Reproduce word for word the lines of the entries below, beginning at the line that contains "Target — clear blue sky" and stopping after the final line of the entries.

[Collected data]
[start]
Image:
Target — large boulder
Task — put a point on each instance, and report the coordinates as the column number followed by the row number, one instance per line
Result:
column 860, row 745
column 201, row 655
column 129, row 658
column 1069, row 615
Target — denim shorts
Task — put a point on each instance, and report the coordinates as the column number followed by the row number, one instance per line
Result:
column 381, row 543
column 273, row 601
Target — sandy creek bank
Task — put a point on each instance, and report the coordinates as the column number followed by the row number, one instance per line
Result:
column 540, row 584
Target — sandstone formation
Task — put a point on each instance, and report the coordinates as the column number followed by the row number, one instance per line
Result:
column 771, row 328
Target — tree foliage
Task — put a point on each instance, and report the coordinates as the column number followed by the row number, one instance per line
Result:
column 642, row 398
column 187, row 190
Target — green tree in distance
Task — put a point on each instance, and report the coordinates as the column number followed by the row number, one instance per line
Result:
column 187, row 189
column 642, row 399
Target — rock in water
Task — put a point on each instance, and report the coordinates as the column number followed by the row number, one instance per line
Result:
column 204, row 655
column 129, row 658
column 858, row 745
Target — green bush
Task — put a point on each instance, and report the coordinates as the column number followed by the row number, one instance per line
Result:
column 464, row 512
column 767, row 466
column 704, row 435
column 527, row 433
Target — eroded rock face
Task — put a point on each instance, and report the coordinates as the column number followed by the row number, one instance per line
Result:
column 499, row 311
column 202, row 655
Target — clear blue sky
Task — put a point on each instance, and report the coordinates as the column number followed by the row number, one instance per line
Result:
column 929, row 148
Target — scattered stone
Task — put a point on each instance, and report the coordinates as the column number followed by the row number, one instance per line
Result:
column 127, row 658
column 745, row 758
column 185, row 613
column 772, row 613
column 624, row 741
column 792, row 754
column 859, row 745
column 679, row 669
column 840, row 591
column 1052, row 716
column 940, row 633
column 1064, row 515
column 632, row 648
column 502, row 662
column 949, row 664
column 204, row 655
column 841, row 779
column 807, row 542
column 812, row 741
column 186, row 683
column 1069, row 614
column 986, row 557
[end]
* Solution below
Target — clear blue sky
Task — put a point on each instance, and report the coordinates as the column number followed by the row number, one instance per line
Result:
column 929, row 148
Target — scattered stone
Task — put a point on each instance, and report the coordinates as the column number followed by the row number, one instance per line
Result:
column 127, row 658
column 745, row 758
column 185, row 613
column 772, row 613
column 624, row 741
column 792, row 754
column 859, row 745
column 679, row 669
column 840, row 591
column 1052, row 716
column 940, row 633
column 1064, row 515
column 632, row 648
column 502, row 662
column 949, row 664
column 204, row 655
column 841, row 779
column 807, row 542
column 812, row 741
column 186, row 683
column 1069, row 614
column 986, row 557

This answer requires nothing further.